**Instruction**
Rewrite the lines below, from the start through the line containing "column 337, row 283", replacing "dark storm cloud" with "thundercloud" and leaving everything else unchanged.

**Listing**

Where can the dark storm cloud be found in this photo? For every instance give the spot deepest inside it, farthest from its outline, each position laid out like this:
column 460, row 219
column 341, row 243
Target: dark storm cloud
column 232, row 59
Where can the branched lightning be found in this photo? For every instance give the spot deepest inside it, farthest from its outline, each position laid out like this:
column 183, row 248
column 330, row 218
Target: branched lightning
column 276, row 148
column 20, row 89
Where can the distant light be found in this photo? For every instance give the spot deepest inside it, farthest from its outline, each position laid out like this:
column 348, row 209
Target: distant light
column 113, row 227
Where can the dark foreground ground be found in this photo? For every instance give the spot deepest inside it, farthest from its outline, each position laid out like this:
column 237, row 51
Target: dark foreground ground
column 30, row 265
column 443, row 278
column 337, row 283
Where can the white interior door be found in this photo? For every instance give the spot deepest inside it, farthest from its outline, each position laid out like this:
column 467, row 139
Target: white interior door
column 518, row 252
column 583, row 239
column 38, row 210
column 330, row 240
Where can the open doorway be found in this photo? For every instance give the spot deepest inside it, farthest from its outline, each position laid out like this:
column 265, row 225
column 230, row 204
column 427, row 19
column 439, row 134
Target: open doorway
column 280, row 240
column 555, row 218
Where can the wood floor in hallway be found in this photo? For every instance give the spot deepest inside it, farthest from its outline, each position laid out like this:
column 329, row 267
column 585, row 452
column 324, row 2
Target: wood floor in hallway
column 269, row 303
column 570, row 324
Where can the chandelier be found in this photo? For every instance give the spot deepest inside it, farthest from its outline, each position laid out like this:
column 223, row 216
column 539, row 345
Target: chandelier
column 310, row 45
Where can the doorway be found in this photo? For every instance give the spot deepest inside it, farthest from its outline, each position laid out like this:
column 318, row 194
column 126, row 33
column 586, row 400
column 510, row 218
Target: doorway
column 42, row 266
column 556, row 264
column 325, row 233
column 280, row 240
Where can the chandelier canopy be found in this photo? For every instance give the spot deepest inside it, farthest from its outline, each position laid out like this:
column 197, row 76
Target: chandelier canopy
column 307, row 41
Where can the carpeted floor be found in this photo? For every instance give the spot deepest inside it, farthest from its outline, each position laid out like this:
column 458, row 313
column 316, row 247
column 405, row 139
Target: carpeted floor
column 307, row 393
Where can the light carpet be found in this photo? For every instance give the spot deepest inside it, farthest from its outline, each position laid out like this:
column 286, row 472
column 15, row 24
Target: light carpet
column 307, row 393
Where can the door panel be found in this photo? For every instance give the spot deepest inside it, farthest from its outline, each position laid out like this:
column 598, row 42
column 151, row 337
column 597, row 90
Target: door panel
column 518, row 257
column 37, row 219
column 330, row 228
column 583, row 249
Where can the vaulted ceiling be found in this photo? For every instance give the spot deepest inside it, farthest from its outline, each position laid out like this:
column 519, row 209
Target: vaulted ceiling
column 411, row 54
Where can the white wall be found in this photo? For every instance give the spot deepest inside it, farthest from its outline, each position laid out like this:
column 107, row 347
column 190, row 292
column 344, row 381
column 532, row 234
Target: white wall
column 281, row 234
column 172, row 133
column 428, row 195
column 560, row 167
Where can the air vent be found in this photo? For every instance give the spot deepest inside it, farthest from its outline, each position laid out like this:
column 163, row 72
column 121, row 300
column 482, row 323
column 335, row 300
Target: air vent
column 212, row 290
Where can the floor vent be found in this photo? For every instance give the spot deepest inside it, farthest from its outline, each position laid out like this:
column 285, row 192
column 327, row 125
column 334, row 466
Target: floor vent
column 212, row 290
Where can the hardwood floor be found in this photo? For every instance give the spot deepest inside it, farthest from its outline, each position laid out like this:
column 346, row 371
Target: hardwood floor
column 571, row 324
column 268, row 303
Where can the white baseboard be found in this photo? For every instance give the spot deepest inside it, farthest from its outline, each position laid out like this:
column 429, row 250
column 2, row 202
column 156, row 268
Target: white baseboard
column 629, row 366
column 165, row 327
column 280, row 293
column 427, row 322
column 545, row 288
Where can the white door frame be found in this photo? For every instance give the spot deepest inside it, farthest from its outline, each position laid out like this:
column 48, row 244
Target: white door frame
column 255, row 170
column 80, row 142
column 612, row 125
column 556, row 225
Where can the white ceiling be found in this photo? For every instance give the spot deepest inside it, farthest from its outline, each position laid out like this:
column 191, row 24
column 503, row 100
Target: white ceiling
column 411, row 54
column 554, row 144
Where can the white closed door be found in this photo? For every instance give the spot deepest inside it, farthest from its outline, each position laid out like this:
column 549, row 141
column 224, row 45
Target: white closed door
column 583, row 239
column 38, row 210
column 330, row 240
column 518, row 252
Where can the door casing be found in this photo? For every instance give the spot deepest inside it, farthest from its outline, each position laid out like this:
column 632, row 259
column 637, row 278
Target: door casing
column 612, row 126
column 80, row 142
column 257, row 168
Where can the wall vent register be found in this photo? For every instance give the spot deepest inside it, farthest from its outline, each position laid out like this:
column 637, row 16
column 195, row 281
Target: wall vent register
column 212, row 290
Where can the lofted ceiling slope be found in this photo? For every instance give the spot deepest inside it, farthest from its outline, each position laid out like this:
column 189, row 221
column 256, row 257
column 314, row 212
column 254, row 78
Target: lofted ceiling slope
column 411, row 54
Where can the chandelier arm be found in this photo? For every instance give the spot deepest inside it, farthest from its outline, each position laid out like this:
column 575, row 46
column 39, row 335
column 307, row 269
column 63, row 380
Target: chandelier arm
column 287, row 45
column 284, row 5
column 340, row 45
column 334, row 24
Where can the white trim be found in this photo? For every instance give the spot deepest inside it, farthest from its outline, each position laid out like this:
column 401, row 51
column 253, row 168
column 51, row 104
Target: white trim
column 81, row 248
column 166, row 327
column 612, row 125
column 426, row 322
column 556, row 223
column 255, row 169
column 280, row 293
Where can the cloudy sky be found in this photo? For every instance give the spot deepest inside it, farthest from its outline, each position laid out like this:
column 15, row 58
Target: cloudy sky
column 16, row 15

**Task response**
Where can the thundercloud be found in this photo? For every instance give the spot deepest inside it, farthest from its outline, each position laid out like this:
column 460, row 219
column 341, row 243
Target: thundercloud
column 232, row 59
Where can the branched lightning be found in this photo? For every instance give the spot deepest inside it, farthest from its outline, each position laid out like this:
column 183, row 248
column 330, row 218
Target: branched lightning
column 276, row 148
column 20, row 89
Where can the distant light be found in this photo? For every instance give the spot deepest inside it, farthest from its outline, each position laid out like this:
column 348, row 209
Target: distant light
column 113, row 227
Where can the dark foreground ground be found in this photo? For every instance give the spot deepest inside it, farthest from its outline, each position laid out like this:
column 237, row 51
Target: dark foreground ground
column 30, row 265
column 443, row 278
column 337, row 283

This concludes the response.